DATA FOR ANALYSIS →
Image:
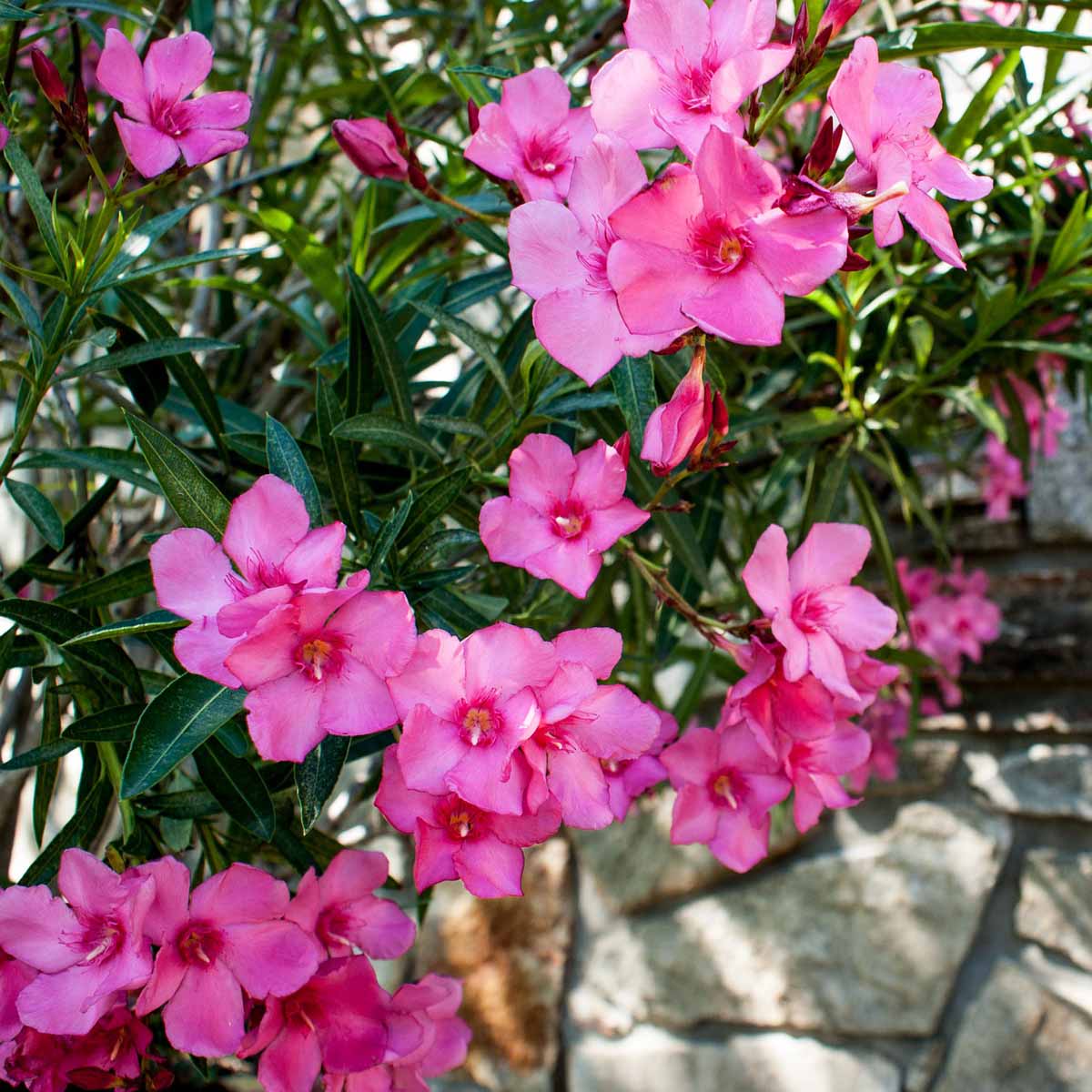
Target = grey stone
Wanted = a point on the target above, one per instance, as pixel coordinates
(1043, 781)
(1018, 1037)
(866, 939)
(651, 1059)
(1057, 904)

WHAT NEEDS TO BE DONE → With the pictures dropped, write out all of the entries word for word.

EXERCISE RESPONSE →
Image:
Target = grey stone
Wanted = a point on the target above, one per instance, as pixel coordinates
(1043, 781)
(1018, 1037)
(866, 939)
(651, 1059)
(1057, 904)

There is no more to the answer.